◆ Document segment
━━━━━━━━━━━━━━━━━━━━

Parser Performance Question

songmaster has asked for the wisdom of the Perl Monks concerning the following question:

I have a Perl parser for a technical language (details of which are unimportant here). The parser is handed a text file which is of the order of 400KB or larger, read in as a single scalar (which takes a fraction of a second). The parser puts the string into $_ and then uses a series of constructs like those below:

    if (m/\G menu \s* \( \s* $RXstr \s* \) \s* \{/oxgc) {
        my $name = $1;
        parse_menu($name);
    }
    elsif (m/\G driver \s* \( \s* $RXstr \s* \)/oxgc) {
        my $name = $1;
        parse_driver($name);
    }
[download]

The $RXstr used above is defined as:

our $RXname =  qr/ [a-zA-Z0-9_\-:.\[\]<>;]+ /x;
our $RXhex =   qr/ (?: 0 [xX] [0-9A-Fa-f]+ ) /x;
our $RXoct =   qr/ 0 [0-7]* /x;
our $RXuint =  qr/ [0-9]+ /x;
our $RXint =   qr/ -? $RXuint /ox;
our $RXuintx = qr/ ( $RXhex | $RXoct | $RXuint ) /ox;
our $RXintx =  qr/ ( $RXhex | $RXoct | $RXint ) /ox;
our $RXnum =   qr/ -? (?: [0-9]+ | [0-9]* \. [0-9]+ ) (?: [eE] [-+]? [
+0-9]+ )? /x;
our $RXdqs =   qr/ " (?: [^"] | \\" )* " /x;
our $RXstr =   qr/ ( $RXname | $RXnum | $RXdqs ) /ox;
[download]

The individual parse_menu() and parse_driver() routines called in the first code segment above continue parsing from where the previous match succeeded using similar constructs.

This works fine and performs well on Perl versions up until Perl 5.20. Here are some results from running this program under 3 different versions of Perl, measured on MacOS but the regression has been reported on Debian and Ubuntu:

woz$ perlbrew use 5.18.0
woz$ time perl -CSD registerRecordDeviceDriver.pl softIoc.dbd

real    0m0.461s
user    0m0.380s
sys     0m0.020s
woz$ perlbrew use 5.20.0
woz$ time perl -CSD registerRecordDeviceDriver.pl softIoc.dbd

real    0m14.656s
user    0m13.548s
sys     0m0.075s
woz$ perlbrew use 5.24.1
woz$ time perl -CSD registerRecordDeviceDriver.pl softIoc.dbd

real    0m9.518s
user    0m8.977s
sys     0m0.044s
[download]

Using NYTProf I have profiled the code and the additional time in the later Perl versions is all attributable to the Parser::CORE:match (opcode). It calculates there are 99062 calls to that opcode in that time period for this particular 406KB input file, spread across 9 separate routines in the parser.

━━━━━━━━━━━━━━━━━━━━

◆ Supplied material
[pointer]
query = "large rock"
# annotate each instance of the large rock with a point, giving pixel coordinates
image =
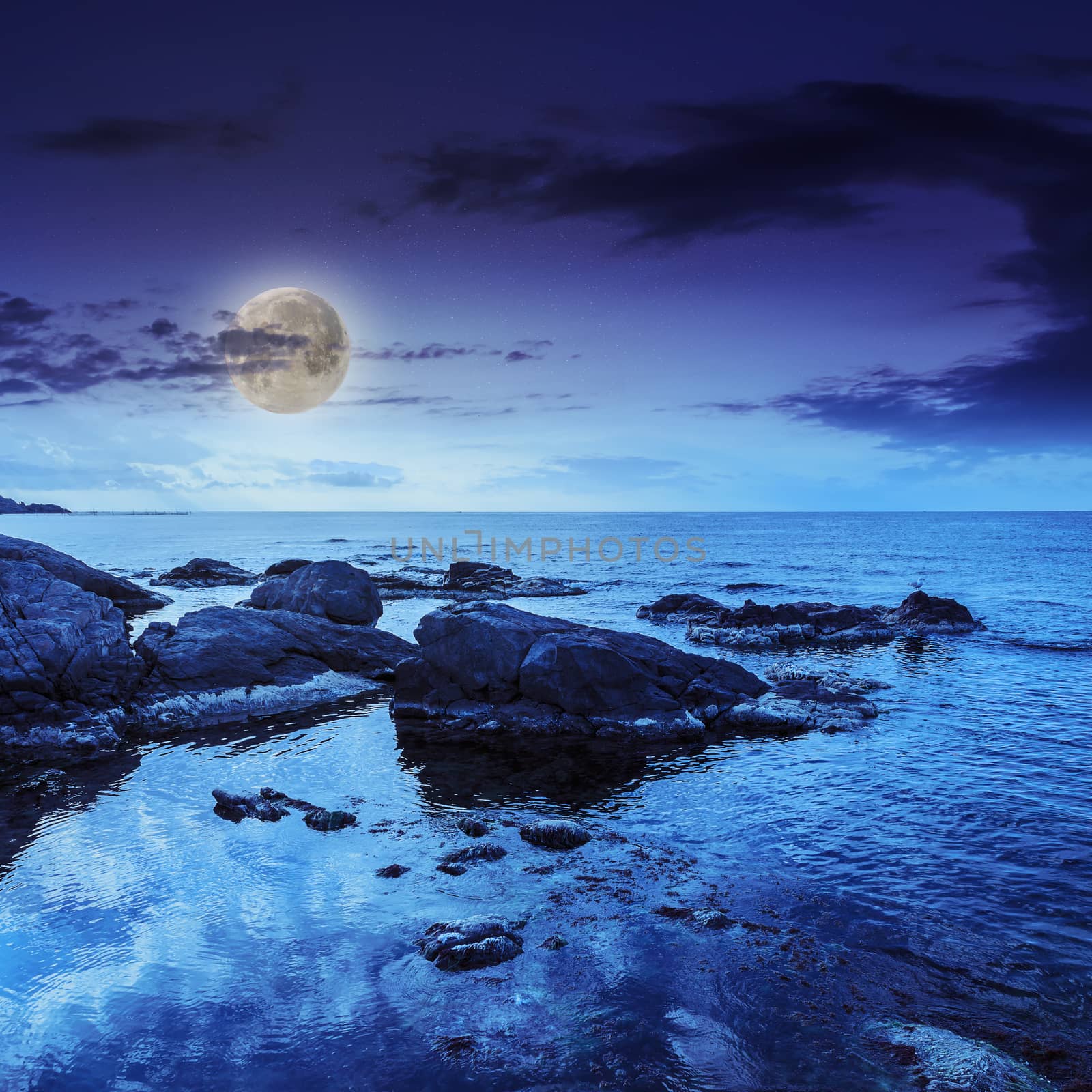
(205, 573)
(130, 598)
(932, 614)
(221, 662)
(682, 607)
(9, 507)
(464, 581)
(60, 648)
(333, 590)
(489, 667)
(786, 624)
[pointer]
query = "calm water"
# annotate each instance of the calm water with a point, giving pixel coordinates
(935, 865)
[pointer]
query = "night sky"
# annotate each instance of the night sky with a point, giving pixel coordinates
(639, 257)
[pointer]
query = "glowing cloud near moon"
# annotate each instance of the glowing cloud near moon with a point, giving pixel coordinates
(287, 351)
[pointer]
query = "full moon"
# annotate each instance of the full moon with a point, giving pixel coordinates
(287, 351)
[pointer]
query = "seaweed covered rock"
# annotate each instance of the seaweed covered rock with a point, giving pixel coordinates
(333, 590)
(220, 663)
(932, 614)
(205, 573)
(125, 594)
(472, 943)
(238, 806)
(489, 667)
(63, 650)
(555, 833)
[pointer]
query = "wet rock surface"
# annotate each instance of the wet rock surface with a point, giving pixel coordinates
(205, 573)
(124, 594)
(332, 590)
(285, 568)
(63, 655)
(471, 943)
(491, 667)
(756, 625)
(471, 580)
(555, 833)
(218, 650)
(238, 806)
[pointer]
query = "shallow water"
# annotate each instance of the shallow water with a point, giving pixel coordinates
(935, 865)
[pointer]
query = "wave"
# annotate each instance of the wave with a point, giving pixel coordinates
(1078, 644)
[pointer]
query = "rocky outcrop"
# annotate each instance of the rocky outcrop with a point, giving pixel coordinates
(756, 625)
(489, 667)
(285, 567)
(932, 614)
(123, 593)
(682, 607)
(555, 833)
(220, 663)
(205, 573)
(63, 651)
(9, 507)
(333, 590)
(472, 943)
(471, 580)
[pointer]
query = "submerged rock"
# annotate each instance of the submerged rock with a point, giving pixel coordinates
(786, 624)
(489, 667)
(470, 944)
(205, 573)
(680, 609)
(124, 594)
(321, 819)
(480, 851)
(945, 1062)
(63, 650)
(333, 590)
(391, 872)
(285, 568)
(221, 663)
(472, 580)
(472, 827)
(555, 833)
(236, 806)
(932, 614)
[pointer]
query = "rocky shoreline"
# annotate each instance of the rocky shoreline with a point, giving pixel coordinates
(72, 682)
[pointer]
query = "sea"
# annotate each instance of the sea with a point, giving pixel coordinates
(933, 868)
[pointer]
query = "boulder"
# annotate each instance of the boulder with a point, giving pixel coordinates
(221, 662)
(472, 943)
(333, 590)
(284, 568)
(238, 806)
(123, 593)
(63, 650)
(471, 580)
(487, 666)
(205, 573)
(684, 607)
(476, 577)
(932, 614)
(555, 833)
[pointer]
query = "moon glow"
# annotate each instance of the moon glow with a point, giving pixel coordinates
(287, 351)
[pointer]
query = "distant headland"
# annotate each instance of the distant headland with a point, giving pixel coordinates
(9, 507)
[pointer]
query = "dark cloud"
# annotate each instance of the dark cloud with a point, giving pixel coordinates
(1031, 66)
(111, 309)
(128, 136)
(820, 156)
(533, 349)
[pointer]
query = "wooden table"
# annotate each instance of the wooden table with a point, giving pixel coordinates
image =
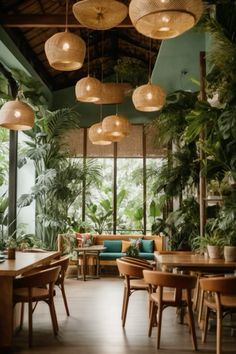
(9, 269)
(93, 250)
(193, 262)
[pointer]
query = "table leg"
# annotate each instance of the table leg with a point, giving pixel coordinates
(6, 311)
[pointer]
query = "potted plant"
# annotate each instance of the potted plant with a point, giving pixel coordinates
(230, 247)
(211, 243)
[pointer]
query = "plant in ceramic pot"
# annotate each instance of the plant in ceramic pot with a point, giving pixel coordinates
(230, 247)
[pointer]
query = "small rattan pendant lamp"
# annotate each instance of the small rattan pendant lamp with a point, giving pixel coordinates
(163, 19)
(116, 127)
(100, 14)
(16, 115)
(150, 97)
(88, 89)
(65, 51)
(96, 134)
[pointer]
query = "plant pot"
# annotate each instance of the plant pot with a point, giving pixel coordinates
(11, 253)
(214, 251)
(230, 253)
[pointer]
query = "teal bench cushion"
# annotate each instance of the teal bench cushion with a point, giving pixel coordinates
(110, 256)
(147, 246)
(112, 246)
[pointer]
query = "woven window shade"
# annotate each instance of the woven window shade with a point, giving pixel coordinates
(163, 19)
(132, 146)
(100, 14)
(73, 142)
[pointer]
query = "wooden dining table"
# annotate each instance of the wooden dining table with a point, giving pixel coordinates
(9, 269)
(193, 262)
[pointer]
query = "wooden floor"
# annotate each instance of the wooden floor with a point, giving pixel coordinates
(94, 326)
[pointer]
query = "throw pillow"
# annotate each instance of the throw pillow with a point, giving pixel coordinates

━━━━━━━━━━━━━━━━━━━━

◆ Given task 1
Please extract everything in the Perl parser performance question from "Using NYTProf I" down to "in the parser.".
◆ Given task 2
Answer these from the Perl parser performance question:
(a) Into which variable does the parser put the string?
(b) What real time was reported when running under Perl 5.20.0?
(c) How many calls to the match opcode did profiling count for the 406KB input file?

◆ Exercise output 1
Using NYTProf I have profiled the code and the additional time in the later Perl versions is all attributable to the Parser::CORE:match (opcode). It calculates there are 99062 calls to that opcode in that time period for this particular 406KB input file, spread across 9 separate routines in the parser.

◆ Exercise output 2
(a) $_
(b) 0m14.656s
(c) 99062